### GIVEN TASK:
Scale the material from the line containing "target | silver tinsel wig" through the last line of the material, both included, by rewriting each of those lines, requests and all, with every point coordinate in the answers multiplied by 0.7 and rounded to a whole number, halves going up. Give only those lines.

------------------------------------

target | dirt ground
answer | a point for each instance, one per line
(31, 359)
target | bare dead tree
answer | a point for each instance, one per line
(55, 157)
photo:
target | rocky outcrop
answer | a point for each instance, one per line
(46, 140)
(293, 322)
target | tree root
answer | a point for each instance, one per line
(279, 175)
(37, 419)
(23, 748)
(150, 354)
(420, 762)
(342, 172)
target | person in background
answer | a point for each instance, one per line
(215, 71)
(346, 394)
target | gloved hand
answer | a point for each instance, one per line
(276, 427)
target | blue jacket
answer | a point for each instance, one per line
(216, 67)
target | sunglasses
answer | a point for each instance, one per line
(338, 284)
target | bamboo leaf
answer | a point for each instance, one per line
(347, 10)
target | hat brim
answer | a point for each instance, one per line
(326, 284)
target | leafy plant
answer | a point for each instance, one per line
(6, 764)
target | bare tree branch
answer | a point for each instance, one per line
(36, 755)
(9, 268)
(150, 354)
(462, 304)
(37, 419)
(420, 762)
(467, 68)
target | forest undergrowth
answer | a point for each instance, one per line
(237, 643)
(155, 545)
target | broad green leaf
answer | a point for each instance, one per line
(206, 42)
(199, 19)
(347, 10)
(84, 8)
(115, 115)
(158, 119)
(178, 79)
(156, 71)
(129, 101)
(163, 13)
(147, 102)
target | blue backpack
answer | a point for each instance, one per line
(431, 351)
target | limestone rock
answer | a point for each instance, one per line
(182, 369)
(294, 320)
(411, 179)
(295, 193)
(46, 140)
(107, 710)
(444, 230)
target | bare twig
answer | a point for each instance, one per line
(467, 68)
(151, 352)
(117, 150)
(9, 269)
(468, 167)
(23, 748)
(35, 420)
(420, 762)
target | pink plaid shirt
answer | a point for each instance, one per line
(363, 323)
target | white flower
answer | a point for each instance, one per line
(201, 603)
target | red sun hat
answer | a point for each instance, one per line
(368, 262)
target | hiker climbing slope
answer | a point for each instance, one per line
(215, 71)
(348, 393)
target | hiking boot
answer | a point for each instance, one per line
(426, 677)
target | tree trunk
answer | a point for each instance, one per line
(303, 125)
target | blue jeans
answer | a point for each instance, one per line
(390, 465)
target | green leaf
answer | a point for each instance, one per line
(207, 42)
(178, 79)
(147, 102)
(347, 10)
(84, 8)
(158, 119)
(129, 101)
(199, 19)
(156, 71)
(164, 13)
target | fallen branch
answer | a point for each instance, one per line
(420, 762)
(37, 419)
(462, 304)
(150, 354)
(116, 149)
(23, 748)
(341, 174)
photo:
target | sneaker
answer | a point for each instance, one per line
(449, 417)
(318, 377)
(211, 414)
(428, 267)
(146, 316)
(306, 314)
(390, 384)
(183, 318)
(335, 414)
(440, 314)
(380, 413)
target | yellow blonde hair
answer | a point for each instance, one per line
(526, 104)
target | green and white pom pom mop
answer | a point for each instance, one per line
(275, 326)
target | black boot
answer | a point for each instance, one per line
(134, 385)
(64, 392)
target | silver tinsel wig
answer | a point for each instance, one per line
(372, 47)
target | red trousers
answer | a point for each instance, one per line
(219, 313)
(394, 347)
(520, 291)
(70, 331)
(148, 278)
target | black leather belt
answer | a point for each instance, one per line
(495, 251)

------------------------------------

### RESPONSE TO THE TASK:
target | silver tinsel wig
answer | a point for each instance, one per line
(260, 33)
target | red trousers
answer | a point for each instance, one per line
(153, 219)
(276, 243)
(364, 204)
(49, 232)
(104, 195)
target | black leather belt
answer | a point for each instance, one per line
(347, 176)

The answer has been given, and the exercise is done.